Gregory Gurbikian Forbes Councils Member President/CEO at Healthcare
Solutions Direct, LLC, a nationwide insurance agency focused
primarily on the retiree health market Oct
24, 2019,8:00 am EST
Changes are coming
to Medicare because of the Medicare Access and CHIP Reauthorization Act of 2015
(MACRA). First-dollar coverage for
Medicare Supplement plans (also known as Medigap plans) will no longer be
available to anyone new to Medicare. This will affect choices for Medicare
Supplement plan availability, but that might end up being a good thing.
MACRA established
three major changes to Medicare. First, providers will now be paid based on the
quality of the care they provide and not just the volume. Second, it
established security features that mandated Centers for Medicare and Medicaid
Services (CMS) omit Social Security numbers from Medicare cards by this past
April and replace those numbers with randomly generated combinations of letters
and numbers to identify the beneficiaries. And third, Medigap Supplement Plans
F and C will no longer be available to anyone new to Medicare as of Jan. 1,
2020.
Traditional
Medicare uses letters to identify coverage: Part A for hospital expenses and
Part B for medical expenses. Medicare offers great benefits; however, the downside
is it only covers 80% of medical expenses after a small deductible each
calendar year. The Part B annual medical deductible for
this year is $185. Once the deductible is met, the retiree would be responsible
for the remaining 20% without an out-of-pocket spending limit that would act as
protection. Because of that, supplemental coverage can be a necessity for a
retiree who has Medicare as their primary insurance.

> Collected data
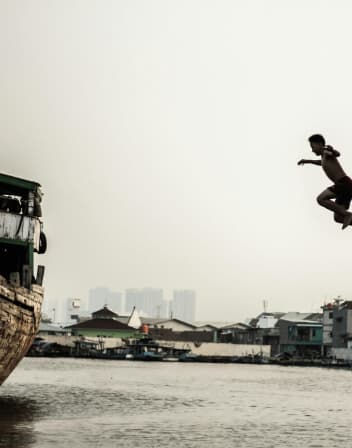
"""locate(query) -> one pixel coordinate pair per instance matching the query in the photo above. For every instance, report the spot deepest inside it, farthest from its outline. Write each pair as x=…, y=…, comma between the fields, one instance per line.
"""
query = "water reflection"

> Work to complete
Render into Spanish this sentence from the Medicare article: "The Part B annual medical deductible for this year is $185."

> Output of the task
El deducible médico anual de la Parte B para este año es de $185.